-- Selected text --
--------------------------------
The article is premised on the idea that you grow up, leave at
18, married and job by early 20's . . .which was the life, true, that
our parents and grandparents and perhaps great-grandparents lived, and
it was the more normal state of affairs for 20th century America.

But that's a 'normal' state of affairs for a very small bit of the
world in a very small bit of human history. As I've mentioned to you,
in Macedonia extended families live together their whole lives,
perhaps not happily, but functional. It's unpleasant for the teenagers
and twenty-somethings, but probably the best possible situation for
raising children in the first place, with grandmother always there
cooking and the old uncles offering card games and life advice. Or so
it seems.

Could this be an emerging American expression of this sentiment? Sure,
kids would like to live off their parents. But could it also mean
that, given the economic circumstances (and of course, the fruits of
the sexual revolution which delay marriage), that children don't feel
the need to break up the family structure so soon, and would be happy
to add to it in an extended way?
--------------------------------
Object location annotation listing
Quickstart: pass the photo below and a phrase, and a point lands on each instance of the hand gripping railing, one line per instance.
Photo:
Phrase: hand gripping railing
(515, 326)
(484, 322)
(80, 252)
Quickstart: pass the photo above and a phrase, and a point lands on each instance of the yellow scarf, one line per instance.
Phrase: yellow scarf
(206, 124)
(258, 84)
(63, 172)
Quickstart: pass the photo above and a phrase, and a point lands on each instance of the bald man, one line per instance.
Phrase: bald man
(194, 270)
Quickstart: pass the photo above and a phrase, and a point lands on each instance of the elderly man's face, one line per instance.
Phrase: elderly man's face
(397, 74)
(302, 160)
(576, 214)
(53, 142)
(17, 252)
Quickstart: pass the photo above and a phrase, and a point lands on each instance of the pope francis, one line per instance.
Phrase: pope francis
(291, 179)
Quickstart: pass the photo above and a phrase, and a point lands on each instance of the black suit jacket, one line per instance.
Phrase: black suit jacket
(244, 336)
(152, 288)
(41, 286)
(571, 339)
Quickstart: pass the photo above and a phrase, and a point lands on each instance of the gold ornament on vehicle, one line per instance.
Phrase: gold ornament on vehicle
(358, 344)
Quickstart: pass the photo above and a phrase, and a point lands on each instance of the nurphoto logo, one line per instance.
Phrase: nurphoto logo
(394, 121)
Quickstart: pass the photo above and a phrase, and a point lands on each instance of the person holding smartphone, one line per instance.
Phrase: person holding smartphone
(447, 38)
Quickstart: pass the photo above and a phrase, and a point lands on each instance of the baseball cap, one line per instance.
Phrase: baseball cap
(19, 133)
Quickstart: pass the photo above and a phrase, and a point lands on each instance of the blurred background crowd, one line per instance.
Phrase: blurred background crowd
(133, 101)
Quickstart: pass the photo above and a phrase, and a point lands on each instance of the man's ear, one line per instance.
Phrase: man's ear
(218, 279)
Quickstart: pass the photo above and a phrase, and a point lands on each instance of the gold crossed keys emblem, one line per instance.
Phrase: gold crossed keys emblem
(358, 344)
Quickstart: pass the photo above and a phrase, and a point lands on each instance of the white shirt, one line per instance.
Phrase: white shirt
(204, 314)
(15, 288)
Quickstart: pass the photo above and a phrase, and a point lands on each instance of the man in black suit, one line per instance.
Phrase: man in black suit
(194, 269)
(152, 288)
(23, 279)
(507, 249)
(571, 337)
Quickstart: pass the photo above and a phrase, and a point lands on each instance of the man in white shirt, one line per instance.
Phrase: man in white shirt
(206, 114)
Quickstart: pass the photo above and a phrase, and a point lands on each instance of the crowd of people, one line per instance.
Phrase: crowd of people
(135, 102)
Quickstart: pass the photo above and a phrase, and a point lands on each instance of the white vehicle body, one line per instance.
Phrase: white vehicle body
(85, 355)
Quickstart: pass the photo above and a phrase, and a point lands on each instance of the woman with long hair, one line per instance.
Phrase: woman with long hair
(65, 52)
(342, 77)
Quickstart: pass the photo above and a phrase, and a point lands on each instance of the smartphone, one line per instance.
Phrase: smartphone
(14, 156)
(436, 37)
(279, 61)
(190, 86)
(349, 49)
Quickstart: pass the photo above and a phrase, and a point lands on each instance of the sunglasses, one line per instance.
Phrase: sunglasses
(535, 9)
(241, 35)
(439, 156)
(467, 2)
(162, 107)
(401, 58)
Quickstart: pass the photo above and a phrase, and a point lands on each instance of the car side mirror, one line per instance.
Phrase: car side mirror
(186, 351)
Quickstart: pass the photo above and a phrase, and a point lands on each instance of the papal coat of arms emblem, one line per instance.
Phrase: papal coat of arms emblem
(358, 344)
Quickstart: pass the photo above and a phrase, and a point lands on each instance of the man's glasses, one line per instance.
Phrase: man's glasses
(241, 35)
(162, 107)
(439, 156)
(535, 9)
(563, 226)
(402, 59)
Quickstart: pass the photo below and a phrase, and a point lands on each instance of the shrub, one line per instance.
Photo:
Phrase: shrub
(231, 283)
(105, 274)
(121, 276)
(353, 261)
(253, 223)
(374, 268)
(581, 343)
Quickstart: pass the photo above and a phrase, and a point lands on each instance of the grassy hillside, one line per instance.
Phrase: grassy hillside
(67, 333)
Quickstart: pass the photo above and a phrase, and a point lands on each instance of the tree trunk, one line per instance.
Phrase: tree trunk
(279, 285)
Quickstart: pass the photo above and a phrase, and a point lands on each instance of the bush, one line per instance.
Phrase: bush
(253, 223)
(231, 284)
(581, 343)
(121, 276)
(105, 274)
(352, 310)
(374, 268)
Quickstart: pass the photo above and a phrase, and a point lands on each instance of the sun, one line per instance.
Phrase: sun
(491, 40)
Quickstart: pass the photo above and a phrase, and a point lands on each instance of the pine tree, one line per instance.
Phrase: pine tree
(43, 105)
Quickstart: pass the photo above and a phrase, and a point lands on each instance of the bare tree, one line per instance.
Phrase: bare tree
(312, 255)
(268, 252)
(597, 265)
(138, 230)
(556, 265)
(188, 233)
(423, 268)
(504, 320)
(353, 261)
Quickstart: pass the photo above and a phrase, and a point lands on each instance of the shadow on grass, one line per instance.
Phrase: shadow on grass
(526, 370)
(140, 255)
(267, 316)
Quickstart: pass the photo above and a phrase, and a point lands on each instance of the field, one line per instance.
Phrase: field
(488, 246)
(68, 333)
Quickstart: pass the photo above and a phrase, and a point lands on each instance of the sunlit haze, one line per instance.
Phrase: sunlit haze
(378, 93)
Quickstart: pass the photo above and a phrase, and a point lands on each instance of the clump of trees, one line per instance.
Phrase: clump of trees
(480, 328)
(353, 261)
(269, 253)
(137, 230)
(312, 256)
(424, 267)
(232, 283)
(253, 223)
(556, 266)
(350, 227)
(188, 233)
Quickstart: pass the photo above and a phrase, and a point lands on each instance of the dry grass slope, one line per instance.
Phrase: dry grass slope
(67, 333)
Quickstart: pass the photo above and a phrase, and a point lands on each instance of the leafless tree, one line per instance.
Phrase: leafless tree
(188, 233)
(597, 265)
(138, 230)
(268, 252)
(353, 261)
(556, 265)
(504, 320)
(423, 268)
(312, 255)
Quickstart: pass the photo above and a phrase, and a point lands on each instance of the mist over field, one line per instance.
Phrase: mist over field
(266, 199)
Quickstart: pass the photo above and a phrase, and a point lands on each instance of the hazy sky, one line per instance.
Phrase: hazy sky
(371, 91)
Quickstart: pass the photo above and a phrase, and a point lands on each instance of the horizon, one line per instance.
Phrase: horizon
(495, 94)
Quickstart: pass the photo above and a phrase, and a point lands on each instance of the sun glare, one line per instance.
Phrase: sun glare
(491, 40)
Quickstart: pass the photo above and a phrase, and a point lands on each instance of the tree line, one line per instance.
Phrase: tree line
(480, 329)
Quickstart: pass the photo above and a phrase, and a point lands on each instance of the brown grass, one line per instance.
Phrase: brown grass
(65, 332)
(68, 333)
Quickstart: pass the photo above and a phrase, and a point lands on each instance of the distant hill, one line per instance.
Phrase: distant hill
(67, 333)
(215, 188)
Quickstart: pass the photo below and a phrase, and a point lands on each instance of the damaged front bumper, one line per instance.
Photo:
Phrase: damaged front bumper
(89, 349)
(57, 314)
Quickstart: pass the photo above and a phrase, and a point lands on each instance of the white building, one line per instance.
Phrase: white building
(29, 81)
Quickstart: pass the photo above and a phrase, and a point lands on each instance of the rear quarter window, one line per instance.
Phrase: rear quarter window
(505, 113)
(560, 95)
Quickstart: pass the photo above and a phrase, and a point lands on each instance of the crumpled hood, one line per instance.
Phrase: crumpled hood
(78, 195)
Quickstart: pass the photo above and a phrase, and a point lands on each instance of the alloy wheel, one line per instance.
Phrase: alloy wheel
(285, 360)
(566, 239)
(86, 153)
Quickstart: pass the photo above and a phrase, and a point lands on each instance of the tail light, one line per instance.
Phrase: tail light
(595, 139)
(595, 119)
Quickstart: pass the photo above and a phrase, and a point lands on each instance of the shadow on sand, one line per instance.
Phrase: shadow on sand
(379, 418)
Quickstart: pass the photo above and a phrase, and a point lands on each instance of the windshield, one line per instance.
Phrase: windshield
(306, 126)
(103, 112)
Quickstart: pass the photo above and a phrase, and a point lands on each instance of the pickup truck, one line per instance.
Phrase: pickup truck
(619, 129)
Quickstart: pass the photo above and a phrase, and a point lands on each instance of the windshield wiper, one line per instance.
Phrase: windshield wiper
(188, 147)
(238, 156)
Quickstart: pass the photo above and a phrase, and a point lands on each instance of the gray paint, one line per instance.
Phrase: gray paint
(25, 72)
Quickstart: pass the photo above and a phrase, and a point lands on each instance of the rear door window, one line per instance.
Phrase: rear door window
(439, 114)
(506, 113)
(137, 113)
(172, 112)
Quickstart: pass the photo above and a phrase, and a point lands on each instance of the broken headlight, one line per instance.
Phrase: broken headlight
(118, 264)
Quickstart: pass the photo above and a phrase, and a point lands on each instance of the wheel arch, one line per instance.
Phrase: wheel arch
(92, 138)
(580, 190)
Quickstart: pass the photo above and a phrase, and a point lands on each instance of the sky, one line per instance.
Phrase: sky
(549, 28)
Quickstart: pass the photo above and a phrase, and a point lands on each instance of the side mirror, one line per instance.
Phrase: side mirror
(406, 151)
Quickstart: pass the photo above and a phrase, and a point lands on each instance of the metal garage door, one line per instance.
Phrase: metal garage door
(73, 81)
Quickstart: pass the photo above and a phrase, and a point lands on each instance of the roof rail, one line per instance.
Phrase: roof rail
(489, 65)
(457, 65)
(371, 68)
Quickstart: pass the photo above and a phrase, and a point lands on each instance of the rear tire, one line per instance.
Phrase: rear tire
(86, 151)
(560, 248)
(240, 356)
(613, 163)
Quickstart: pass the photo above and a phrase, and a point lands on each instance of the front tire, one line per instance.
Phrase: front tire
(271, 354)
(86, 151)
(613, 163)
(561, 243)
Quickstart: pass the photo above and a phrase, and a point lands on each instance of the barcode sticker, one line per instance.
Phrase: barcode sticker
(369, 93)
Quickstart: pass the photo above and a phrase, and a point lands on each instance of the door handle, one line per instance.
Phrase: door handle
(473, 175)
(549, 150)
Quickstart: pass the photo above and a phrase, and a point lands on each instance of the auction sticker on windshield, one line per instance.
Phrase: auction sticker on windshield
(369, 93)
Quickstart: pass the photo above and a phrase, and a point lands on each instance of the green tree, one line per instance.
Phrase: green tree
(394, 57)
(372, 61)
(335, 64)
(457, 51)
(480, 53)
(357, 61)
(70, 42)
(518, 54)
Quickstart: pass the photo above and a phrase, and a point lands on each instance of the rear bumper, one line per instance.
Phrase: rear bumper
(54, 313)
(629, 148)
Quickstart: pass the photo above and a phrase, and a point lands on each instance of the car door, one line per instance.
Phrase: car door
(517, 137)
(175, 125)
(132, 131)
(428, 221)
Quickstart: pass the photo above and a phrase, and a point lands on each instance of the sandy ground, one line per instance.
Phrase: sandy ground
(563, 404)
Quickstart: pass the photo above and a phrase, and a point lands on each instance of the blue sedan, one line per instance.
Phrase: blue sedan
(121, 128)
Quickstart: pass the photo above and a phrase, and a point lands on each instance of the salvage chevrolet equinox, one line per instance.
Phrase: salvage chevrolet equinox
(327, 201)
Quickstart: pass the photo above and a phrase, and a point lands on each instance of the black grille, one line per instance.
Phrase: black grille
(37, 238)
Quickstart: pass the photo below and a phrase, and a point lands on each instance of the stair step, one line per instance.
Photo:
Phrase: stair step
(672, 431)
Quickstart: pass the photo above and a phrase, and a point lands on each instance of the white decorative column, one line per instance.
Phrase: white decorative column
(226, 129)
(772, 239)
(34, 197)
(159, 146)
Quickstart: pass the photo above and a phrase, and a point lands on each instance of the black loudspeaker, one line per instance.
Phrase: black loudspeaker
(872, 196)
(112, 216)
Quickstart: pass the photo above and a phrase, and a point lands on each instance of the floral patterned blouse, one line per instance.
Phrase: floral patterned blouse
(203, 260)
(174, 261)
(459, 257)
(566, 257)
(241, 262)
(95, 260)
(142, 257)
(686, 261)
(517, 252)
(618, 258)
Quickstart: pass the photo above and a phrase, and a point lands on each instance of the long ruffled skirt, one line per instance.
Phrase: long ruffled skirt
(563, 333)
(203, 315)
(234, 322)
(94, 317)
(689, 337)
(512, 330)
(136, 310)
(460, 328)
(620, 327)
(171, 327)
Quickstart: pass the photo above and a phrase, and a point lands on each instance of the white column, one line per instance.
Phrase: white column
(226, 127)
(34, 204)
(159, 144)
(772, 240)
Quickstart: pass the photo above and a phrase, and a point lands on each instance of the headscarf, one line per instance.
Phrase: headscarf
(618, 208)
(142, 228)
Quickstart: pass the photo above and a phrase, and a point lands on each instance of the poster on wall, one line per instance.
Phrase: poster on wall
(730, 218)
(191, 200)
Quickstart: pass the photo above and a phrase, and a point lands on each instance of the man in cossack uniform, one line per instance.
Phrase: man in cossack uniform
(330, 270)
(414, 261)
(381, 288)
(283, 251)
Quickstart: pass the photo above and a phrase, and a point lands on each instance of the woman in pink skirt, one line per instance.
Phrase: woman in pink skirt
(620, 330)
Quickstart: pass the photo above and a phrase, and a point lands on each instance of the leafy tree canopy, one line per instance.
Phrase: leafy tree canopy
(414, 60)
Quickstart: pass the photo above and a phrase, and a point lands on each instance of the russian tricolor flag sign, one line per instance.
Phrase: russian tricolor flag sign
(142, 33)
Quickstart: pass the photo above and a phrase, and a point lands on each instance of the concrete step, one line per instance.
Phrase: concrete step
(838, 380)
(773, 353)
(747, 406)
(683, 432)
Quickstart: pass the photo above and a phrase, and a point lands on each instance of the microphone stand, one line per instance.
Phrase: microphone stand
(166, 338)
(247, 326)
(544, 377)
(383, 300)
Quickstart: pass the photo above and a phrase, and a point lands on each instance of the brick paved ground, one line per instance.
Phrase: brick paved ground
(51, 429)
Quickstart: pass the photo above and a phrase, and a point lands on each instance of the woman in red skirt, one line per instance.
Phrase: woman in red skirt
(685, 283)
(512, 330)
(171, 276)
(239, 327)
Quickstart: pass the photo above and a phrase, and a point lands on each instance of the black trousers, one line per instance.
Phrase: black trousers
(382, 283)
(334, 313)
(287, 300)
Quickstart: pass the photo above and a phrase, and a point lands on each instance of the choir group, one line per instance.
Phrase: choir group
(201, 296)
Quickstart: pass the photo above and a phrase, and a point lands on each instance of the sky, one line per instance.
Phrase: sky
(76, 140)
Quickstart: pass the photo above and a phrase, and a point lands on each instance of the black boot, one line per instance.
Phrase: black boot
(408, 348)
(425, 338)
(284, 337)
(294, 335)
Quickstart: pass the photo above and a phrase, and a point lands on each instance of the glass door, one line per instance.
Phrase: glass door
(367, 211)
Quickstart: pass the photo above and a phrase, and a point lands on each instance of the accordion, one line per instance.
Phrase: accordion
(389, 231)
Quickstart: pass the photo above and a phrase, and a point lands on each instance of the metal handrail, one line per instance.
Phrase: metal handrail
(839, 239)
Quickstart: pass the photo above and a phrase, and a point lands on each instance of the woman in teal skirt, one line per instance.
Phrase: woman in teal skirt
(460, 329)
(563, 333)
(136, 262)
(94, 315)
--------------------------------
Reproduce the passage on family living arrangements from "The article is" to "20th century America.". The listing has no role in this.

The article is premised on the idea that you grow up, leave at
18, married and job by early 20's . . .which was the life, true, that
our parents and grandparents and perhaps great-grandparents lived, and
it was the more normal state of affairs for 20th century America.